Action item:
Could you extract every entry below and reproduce it exactly?

Data in this exercise:
----

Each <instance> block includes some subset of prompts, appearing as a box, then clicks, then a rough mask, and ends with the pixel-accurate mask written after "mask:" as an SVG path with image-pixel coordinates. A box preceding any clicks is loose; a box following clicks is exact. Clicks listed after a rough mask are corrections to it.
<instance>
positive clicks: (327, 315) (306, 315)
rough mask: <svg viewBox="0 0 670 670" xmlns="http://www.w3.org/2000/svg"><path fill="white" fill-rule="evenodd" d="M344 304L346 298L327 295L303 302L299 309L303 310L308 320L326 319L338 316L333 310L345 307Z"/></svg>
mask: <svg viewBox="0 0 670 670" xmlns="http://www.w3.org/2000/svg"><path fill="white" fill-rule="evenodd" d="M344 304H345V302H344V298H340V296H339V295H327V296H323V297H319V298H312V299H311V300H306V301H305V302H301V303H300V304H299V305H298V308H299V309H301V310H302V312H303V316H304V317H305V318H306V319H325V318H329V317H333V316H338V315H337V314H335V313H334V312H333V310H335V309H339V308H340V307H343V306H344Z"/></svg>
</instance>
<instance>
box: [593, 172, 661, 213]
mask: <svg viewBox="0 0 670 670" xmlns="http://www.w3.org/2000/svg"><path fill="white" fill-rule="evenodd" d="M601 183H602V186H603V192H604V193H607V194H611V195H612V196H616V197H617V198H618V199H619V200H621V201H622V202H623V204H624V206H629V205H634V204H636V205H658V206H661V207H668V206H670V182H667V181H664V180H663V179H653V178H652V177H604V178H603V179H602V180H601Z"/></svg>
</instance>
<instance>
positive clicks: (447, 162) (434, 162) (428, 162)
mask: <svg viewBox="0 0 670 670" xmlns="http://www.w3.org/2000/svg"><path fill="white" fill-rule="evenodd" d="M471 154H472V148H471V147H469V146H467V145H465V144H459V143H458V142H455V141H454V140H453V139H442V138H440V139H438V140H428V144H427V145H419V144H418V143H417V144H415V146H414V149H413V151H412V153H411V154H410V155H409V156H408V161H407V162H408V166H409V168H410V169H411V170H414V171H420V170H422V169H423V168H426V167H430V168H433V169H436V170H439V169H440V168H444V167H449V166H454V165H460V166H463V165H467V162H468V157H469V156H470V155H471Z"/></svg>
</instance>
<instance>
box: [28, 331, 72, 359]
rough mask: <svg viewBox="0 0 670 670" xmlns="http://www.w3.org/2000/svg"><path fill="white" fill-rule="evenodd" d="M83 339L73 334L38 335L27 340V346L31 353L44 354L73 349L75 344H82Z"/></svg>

----

Your solution:
Each <instance> block includes some subset of prompts, appearing as a box, then clicks, then a rough mask, and ends with the pixel-accurate mask written after "mask:" as an SVG path with image-pixel coordinates. A box preceding any clicks is loose; a box following clicks is exact. Clicks listed after a rough mask are corrections to it.
<instance>
positive clicks: (327, 315) (306, 315)
rough mask: <svg viewBox="0 0 670 670" xmlns="http://www.w3.org/2000/svg"><path fill="white" fill-rule="evenodd" d="M344 304L346 298L327 295L303 302L299 309L303 310L308 320L326 319L338 316L333 310L345 307Z"/></svg>
mask: <svg viewBox="0 0 670 670" xmlns="http://www.w3.org/2000/svg"><path fill="white" fill-rule="evenodd" d="M344 304H345V302H344V298H340V296H339V295H327V296H323V297H319V298H312V299H311V300H306V301H305V302H301V303H300V304H299V305H298V308H299V309H301V310H302V312H303V316H304V317H305V318H306V319H325V318H329V317H333V316H338V315H337V314H335V313H334V312H333V310H335V309H339V308H340V307H343V306H344Z"/></svg>
</instance>
<instance>
box: [593, 172, 661, 213]
mask: <svg viewBox="0 0 670 670" xmlns="http://www.w3.org/2000/svg"><path fill="white" fill-rule="evenodd" d="M601 183H602V186H603V192H604V193H607V194H611V195H612V196H616V197H617V198H618V199H619V200H621V201H622V202H623V204H624V206H629V205H634V204H636V205H658V206H661V207H668V206H670V182H667V181H664V180H663V179H653V178H652V177H604V178H603V179H602V180H601Z"/></svg>
</instance>
<instance>
positive clicks: (447, 162) (434, 162) (428, 162)
mask: <svg viewBox="0 0 670 670" xmlns="http://www.w3.org/2000/svg"><path fill="white" fill-rule="evenodd" d="M471 154H472V148H471V147H469V146H467V145H465V144H459V143H458V142H455V141H454V140H453V139H442V138H440V139H438V140H428V144H427V145H419V144H418V143H417V144H415V146H414V149H413V151H412V153H411V154H410V155H409V156H408V161H407V162H408V166H409V168H410V169H411V170H414V171H420V170H422V169H423V168H426V167H430V168H433V169H436V170H439V169H440V168H444V167H449V166H454V165H460V166H463V165H467V162H468V157H469V156H470V155H471Z"/></svg>
</instance>
<instance>
box: [28, 331, 72, 359]
rough mask: <svg viewBox="0 0 670 670" xmlns="http://www.w3.org/2000/svg"><path fill="white" fill-rule="evenodd" d="M83 339L73 334L38 335L27 340V346L31 353L44 354L73 349L75 344H82Z"/></svg>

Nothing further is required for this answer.